Government declines to confirm or deny report that ministers planning to extend £16bn buyer subsidy

Shares in housebuilders rose sharply yesterday following reports the government is planning to extend the Help to Buy scheme with an announcement possible as early as Friday.


Shares in the UK’s largest builder, Barratt, London giant Berkeley and rival Bellway all rose by almost 5%, on a day that the FTSE 100 share index was up just 0.4%.

The second and third biggest housebuilders by volume, Taylor Wimpey and Persimmon, also both posted strong share price gains of between 2-3%.

The Help to Buy scheme supports sales to those without large deposits by offering buyers a 20% equity loan to help their purchase. Since its inception in 2013 it has helped 224,000 households buy a new build home, supporting sales worth almost £75bn, at a cost of £16bn.

The Financial Times yesterday reported that ministers were drawing up plans to extend the Help to Buy scheme beyond its December cut-off date for new sales. The newspaper reported that “three government figures” confirmed that Whitehall discussions were taking place to resolve the issue, with an announcement was expected as early as Friday, but that the precise details were yet to be finalised.

Housebuilders have in recent weeks been calling for an extension to the scheme, which is due to end in its current form in March next year, to help the industry cope with the fallout from the covid crisis. The three-month processing period for applications required by Homes England means that qualifying buyers will have to have completed the purchase of their house by the end of December.

→ **TASK DESCRIPTION**
Answer these questions about the Help to Buy news report:
1. By how much did the share prices of Taylor Wimpey and Persimmon rise?
2. How many households has the Help to Buy scheme helped since it began in 2013?
3. When is the scheme due to end in its current form?

→ **DATASET SECTION**

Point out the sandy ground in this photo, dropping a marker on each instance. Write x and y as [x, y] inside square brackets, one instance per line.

→ **EXPECTED ANSWER**
1. Between 2-3%.
2. 224,000 households.
3. In March next year.